Aim of the exercise: An exact, word-for-word copy of the entries is required, beginning at the line that contains "# test: locate()" and ending at the last line, both included.

Stored data entries:
————

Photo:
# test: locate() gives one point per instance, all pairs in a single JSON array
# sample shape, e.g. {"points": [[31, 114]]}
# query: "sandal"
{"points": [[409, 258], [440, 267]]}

————

Reply to the task:
# test: locate() gives one point per instance, all pairs in a single JSON array
# sample shape, e.g. {"points": [[31, 114]]}
# query: "sandal"
{"points": [[409, 258], [440, 267]]}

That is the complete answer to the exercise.